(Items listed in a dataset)
** BEGIN **
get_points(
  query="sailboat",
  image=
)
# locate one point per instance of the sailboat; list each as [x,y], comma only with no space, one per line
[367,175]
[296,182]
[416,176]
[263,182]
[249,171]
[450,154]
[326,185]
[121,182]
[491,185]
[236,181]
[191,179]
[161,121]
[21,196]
** END **
Could you give the listing above as a Markdown table with two columns, Row and Line, numbering each line and leaving out any blank lines?

● THE SOLUTION:
| Row | Line |
|---|---|
| 1 | get_points( |
| 2 |   query="sailboat", |
| 3 |   image= |
| 4 | ) |
| 5 | # locate one point per instance of the sailboat; list each as [x,y], comma only with no space, one per line |
| 6 | [367,175] |
| 7 | [296,182] |
| 8 | [416,176] |
| 9 | [263,182] |
| 10 | [249,171] |
| 11 | [450,154] |
| 12 | [326,185] |
| 13 | [121,182] |
| 14 | [491,185] |
| 15 | [236,181] |
| 16 | [191,179] |
| 17 | [161,121] |
| 18 | [21,196] |